**Your task:**
Keep the images out and copy every entry below exactly.

**Given information:**
════════════════════

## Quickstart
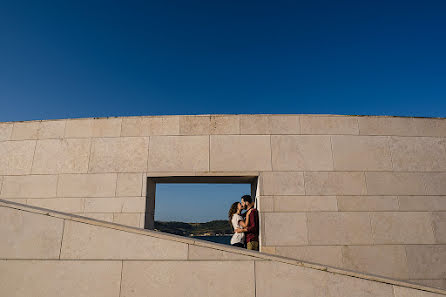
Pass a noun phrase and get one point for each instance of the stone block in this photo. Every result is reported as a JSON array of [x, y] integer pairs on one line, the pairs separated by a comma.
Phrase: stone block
[[282, 183], [285, 124], [344, 228], [265, 203], [255, 124], [187, 278], [280, 279], [426, 261], [396, 126], [115, 204], [195, 125], [25, 130], [83, 241], [324, 255], [384, 260], [52, 129], [124, 154], [361, 153], [129, 184], [222, 124], [179, 153], [335, 183], [439, 226], [305, 203], [28, 236], [86, 185], [409, 292], [29, 186], [71, 205], [204, 253], [24, 278], [395, 183], [54, 156], [5, 131], [16, 157], [367, 203], [402, 228], [329, 125], [418, 153], [301, 152], [240, 152], [127, 219], [294, 233]]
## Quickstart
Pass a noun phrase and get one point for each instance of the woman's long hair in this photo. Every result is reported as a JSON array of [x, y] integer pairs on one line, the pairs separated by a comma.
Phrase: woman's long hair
[[232, 210]]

════════════════════

**Task answer:**
## Quickstart
Pass a noun phrase and get one point for each instance of the stone block in this photo. Every result is reported as a JSON array of [x, y] integer pairs on one line, the pairs separated by a comma.
Phrase: stone block
[[282, 183], [285, 124], [344, 228], [265, 203], [255, 124], [187, 278], [280, 279], [426, 261], [396, 126], [115, 204], [195, 125], [25, 130], [83, 241], [324, 255], [384, 260], [52, 129], [124, 154], [361, 153], [129, 184], [222, 124], [179, 153], [335, 183], [439, 226], [305, 203], [28, 236], [86, 185], [409, 292], [29, 186], [71, 205], [204, 253], [24, 278], [395, 183], [54, 156], [5, 131], [16, 157], [367, 203], [402, 228], [329, 125], [418, 153], [301, 152], [240, 152], [127, 219], [294, 233]]
## Quickstart
Pass a noun phrase and get one point for each instance of the woman's long hair in this photo. Every result is reported as a JSON array of [x, y] integer pairs on one line, the pairs separated by a comma.
Phrase: woman's long hair
[[232, 210]]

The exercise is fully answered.